**What the task asks:**
Count how many lines below contain the string "white", matching case exactly. Reply with the number alone.

Dataset items
──────────────────────────────

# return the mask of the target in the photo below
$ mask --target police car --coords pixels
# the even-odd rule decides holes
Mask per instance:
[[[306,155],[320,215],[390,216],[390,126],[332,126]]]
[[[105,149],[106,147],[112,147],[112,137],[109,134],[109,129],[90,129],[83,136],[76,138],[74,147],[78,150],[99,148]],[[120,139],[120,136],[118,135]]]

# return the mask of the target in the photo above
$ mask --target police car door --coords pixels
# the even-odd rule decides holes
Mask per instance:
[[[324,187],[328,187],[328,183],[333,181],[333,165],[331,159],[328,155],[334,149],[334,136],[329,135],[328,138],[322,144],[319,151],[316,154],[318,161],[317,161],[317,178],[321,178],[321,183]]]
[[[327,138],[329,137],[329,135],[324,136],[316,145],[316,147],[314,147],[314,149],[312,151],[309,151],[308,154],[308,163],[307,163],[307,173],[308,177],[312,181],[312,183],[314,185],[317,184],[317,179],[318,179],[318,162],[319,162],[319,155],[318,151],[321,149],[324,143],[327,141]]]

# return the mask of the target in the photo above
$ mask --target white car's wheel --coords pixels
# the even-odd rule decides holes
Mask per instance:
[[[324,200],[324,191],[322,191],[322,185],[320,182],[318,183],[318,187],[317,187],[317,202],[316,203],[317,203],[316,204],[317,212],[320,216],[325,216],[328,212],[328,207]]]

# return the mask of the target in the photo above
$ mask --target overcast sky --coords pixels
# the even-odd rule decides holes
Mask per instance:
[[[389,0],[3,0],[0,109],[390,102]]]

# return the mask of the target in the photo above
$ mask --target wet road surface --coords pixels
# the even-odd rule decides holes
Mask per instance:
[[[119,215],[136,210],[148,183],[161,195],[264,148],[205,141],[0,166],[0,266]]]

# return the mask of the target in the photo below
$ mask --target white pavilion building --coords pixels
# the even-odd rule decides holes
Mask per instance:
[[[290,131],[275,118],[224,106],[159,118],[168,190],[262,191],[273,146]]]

──────────────────────────────

**Task solution:**
2